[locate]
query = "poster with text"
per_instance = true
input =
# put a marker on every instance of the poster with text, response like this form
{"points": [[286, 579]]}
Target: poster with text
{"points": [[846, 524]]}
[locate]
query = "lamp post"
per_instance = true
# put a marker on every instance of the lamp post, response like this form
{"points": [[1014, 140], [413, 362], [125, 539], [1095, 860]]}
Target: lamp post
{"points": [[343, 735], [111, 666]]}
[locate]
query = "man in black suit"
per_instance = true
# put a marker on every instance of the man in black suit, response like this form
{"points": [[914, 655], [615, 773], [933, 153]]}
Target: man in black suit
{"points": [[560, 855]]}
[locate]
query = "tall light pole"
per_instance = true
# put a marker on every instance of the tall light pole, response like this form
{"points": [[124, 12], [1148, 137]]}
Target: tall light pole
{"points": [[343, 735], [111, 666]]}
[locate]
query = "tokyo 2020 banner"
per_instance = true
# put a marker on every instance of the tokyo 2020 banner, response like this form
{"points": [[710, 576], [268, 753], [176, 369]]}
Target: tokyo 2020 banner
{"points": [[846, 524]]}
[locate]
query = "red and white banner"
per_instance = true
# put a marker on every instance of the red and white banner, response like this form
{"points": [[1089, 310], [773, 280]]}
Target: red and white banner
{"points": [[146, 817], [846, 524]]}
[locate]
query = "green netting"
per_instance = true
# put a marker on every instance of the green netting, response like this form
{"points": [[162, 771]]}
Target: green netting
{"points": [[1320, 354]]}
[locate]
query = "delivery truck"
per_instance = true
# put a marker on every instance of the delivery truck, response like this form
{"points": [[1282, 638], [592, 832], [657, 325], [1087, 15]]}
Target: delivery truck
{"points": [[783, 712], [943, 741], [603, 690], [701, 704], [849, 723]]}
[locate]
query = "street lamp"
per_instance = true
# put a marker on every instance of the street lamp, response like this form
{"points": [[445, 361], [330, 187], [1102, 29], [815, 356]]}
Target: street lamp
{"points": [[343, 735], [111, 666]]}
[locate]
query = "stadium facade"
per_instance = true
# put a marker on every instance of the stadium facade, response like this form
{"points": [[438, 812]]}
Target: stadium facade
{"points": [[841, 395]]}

======

Locate each line in the material above that contains the word "street", and copy those lines out in full.

*TASK RESULT*.
query = "street lamp"
# put a marker on every instance of the street lamp, response like this form
Target: street lamp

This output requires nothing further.